■ **ASSIGNED TASK**
Tally the lines in these records that hold the string "clicks", and reply with the number alone.

■ **MATERIALS PROVIDED**
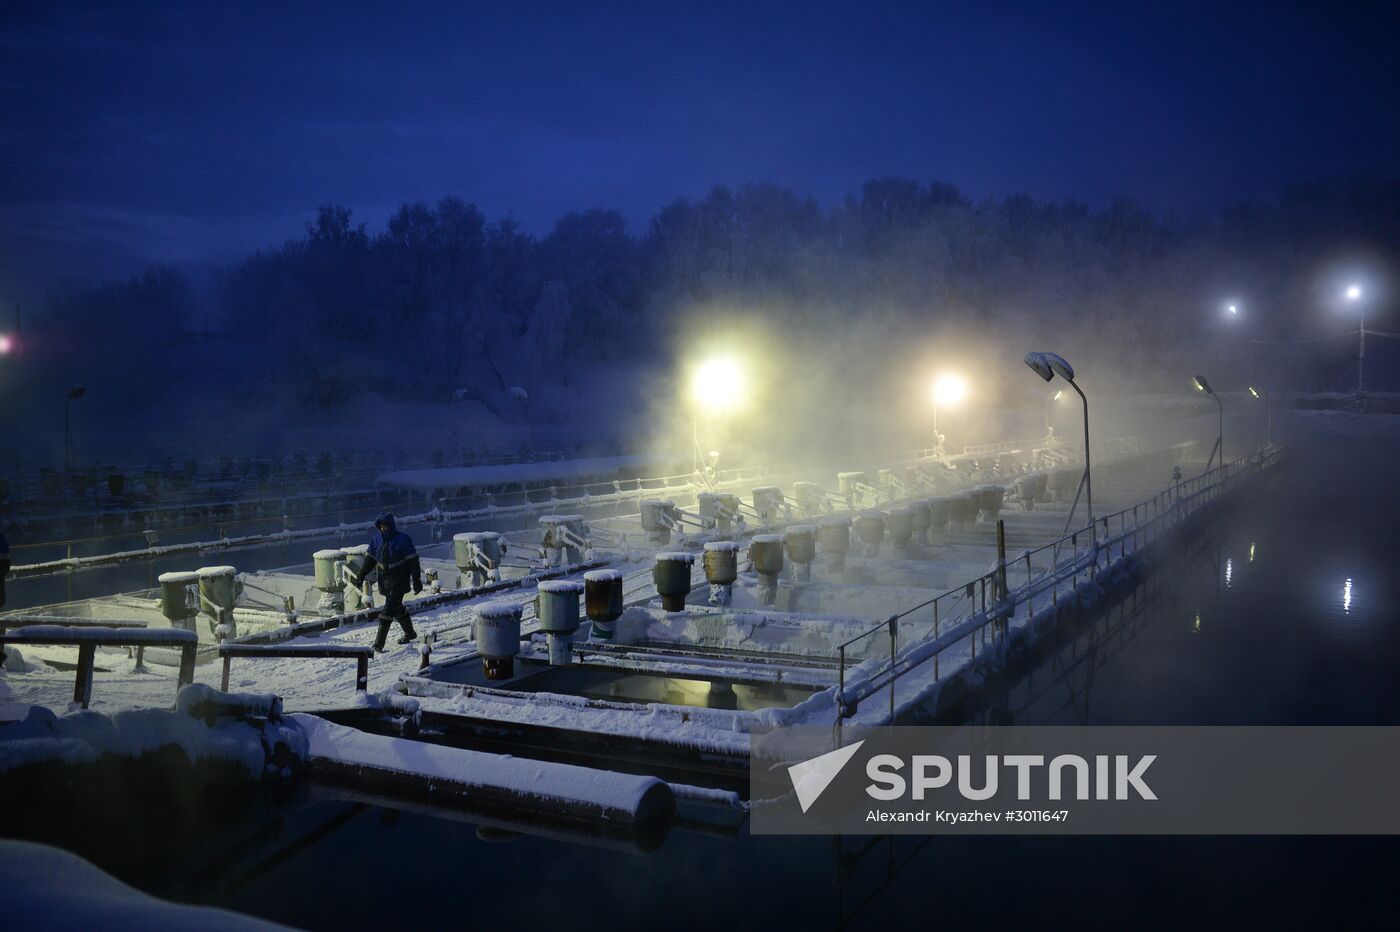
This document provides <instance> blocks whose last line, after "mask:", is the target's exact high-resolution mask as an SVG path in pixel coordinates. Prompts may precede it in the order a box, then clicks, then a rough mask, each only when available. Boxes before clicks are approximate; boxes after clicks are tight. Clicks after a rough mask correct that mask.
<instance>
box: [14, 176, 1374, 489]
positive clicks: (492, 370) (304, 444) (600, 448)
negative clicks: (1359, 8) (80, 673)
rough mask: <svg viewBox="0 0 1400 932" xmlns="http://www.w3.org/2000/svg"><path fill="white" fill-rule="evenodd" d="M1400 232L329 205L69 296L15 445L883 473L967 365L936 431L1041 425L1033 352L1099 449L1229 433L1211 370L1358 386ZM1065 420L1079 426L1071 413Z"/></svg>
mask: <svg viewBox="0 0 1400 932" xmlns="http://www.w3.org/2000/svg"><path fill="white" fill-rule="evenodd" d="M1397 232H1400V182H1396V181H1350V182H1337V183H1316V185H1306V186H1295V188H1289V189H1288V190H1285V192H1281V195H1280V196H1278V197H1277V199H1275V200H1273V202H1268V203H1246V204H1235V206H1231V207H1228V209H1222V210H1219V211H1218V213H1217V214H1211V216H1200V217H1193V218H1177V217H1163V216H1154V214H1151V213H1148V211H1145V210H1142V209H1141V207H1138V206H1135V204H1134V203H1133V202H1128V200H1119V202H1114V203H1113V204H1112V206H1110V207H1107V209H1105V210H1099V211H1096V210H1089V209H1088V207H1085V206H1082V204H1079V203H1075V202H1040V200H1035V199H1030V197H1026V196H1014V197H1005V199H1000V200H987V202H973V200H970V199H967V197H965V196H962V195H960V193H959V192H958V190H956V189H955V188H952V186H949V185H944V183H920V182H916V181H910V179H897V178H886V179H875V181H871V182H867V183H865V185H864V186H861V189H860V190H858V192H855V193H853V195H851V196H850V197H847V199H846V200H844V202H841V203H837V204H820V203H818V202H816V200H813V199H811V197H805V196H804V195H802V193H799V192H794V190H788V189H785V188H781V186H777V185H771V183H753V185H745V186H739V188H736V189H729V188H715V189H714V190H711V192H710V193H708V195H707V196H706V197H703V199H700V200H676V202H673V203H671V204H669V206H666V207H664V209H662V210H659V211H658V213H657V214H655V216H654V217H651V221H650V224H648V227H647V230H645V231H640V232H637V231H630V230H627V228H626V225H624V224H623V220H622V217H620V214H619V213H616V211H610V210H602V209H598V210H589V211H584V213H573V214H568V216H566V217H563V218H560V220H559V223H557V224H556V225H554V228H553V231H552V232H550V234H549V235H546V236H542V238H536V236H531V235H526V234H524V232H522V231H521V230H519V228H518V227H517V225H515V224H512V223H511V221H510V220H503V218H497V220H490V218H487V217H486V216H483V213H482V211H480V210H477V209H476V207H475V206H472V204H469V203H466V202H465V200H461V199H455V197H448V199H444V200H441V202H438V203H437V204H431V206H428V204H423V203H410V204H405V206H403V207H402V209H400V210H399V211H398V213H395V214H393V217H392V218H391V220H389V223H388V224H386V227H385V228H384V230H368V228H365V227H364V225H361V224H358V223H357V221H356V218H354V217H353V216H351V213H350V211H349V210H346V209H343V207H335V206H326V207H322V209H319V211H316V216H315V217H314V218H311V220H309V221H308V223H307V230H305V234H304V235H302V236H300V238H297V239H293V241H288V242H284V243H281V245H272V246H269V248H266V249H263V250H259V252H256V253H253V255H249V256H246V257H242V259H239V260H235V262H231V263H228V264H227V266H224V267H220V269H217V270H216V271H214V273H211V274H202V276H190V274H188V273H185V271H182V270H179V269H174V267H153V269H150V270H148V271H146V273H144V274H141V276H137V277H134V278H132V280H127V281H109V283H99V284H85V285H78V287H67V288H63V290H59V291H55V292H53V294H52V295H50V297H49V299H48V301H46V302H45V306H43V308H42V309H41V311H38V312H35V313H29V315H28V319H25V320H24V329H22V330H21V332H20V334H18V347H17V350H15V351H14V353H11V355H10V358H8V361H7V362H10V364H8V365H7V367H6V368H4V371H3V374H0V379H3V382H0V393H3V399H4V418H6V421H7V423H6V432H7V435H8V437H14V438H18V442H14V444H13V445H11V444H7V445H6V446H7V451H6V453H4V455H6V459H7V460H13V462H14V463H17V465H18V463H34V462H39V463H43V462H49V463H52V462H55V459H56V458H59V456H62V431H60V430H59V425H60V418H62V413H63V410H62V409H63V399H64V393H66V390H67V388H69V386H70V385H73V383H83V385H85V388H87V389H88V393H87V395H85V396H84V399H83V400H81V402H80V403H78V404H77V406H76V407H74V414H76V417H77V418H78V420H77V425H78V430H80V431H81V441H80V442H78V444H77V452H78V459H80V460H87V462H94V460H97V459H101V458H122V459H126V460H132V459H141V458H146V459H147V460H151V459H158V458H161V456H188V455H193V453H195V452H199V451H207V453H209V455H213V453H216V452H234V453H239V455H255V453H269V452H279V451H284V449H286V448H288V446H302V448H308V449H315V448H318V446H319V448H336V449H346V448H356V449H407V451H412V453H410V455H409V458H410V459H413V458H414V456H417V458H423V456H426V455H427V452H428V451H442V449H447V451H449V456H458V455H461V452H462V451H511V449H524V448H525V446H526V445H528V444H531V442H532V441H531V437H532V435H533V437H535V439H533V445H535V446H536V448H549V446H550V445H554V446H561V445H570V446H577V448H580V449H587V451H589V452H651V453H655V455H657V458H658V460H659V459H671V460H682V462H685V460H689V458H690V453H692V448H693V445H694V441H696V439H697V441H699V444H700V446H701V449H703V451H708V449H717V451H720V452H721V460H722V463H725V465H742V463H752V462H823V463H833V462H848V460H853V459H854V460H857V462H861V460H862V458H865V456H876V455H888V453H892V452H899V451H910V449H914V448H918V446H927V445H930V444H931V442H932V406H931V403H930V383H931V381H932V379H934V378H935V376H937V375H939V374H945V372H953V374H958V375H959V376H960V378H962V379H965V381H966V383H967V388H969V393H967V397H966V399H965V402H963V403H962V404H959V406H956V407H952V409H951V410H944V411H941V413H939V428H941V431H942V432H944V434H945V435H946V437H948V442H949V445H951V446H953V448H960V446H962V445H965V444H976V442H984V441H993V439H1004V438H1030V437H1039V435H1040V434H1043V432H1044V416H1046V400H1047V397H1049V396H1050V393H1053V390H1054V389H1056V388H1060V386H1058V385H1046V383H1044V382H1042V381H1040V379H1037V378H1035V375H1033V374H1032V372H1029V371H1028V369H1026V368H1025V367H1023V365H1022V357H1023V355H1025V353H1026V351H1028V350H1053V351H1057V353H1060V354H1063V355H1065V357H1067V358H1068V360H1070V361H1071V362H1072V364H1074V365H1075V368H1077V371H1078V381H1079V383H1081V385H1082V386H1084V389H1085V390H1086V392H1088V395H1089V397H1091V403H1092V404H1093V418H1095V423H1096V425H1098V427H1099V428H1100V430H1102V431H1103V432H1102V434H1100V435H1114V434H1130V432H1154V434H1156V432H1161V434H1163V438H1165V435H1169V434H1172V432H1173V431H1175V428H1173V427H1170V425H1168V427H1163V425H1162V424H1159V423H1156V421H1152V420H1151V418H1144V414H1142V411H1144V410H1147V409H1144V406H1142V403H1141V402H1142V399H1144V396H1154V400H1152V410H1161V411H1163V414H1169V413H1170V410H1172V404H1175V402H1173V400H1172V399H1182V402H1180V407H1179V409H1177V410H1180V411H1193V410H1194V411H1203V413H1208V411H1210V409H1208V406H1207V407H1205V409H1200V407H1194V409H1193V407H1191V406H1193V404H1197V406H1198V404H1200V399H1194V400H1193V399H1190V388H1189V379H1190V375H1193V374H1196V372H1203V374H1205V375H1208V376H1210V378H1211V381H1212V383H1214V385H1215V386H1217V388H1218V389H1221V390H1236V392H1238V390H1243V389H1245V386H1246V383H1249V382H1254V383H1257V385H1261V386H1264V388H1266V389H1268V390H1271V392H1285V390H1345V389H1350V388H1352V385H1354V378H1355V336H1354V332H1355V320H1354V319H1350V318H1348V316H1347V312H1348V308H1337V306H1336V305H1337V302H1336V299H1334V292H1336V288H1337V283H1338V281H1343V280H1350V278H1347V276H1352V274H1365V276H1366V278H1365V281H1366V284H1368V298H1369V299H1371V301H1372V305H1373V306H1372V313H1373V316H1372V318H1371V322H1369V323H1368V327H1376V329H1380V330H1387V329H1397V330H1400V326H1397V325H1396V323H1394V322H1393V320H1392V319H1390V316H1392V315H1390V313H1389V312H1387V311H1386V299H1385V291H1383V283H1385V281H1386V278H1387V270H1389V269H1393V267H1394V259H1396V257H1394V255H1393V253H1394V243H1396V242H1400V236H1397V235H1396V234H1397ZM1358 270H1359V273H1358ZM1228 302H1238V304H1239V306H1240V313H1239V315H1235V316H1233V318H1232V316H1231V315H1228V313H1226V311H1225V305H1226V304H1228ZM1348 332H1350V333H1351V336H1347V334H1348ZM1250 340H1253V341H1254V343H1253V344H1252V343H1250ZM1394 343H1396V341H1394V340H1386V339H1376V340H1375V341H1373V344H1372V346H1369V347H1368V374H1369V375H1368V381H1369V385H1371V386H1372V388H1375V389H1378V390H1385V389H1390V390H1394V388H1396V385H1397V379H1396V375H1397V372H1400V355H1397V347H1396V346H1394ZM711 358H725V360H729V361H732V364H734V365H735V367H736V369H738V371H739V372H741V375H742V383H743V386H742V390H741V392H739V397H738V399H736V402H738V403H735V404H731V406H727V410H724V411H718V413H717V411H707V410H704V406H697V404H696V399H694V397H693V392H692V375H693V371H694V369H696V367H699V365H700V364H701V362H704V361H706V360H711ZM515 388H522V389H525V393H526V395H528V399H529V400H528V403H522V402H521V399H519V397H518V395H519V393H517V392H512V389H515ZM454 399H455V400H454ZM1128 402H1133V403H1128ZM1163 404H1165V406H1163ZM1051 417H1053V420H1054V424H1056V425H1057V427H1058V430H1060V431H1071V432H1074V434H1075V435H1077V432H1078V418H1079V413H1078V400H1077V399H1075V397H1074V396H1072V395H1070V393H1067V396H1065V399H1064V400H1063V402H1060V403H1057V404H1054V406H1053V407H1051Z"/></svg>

■ **ANSWER SECTION**
3